### DATA TO USE
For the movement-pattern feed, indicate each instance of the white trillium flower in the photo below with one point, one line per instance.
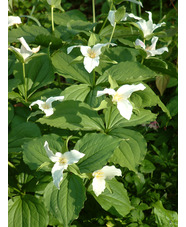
(106, 173)
(47, 105)
(25, 50)
(111, 17)
(151, 50)
(148, 27)
(13, 20)
(91, 55)
(121, 97)
(61, 162)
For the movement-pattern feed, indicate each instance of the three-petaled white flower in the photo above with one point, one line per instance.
(111, 17)
(25, 51)
(121, 97)
(106, 173)
(151, 50)
(47, 105)
(91, 55)
(13, 20)
(61, 162)
(148, 27)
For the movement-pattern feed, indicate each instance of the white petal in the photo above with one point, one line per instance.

### WHAT YOU HAVE TO DO
Please recast everything from the row containing "of the three-petaled" down to the last of the rows above as a Markdown table with the columns Number and Row text, leaving out blank lines.

### FINISHED TASK
| Number | Row text |
|---|---|
| 1 | For the movement-pattern feed, indicate each instance of the three-petaled white flower in the photo above with one point, one line per instance. |
| 2 | (111, 17) |
| 3 | (25, 51) |
| 4 | (121, 97) |
| 5 | (106, 173) |
| 6 | (151, 50) |
| 7 | (47, 105) |
| 8 | (91, 55) |
| 9 | (13, 20) |
| 10 | (61, 162) |
| 11 | (148, 27) |
| 12 | For the movement-pattern feed, indicate each instance of the white petal in the photo above with one point, one line per instance. |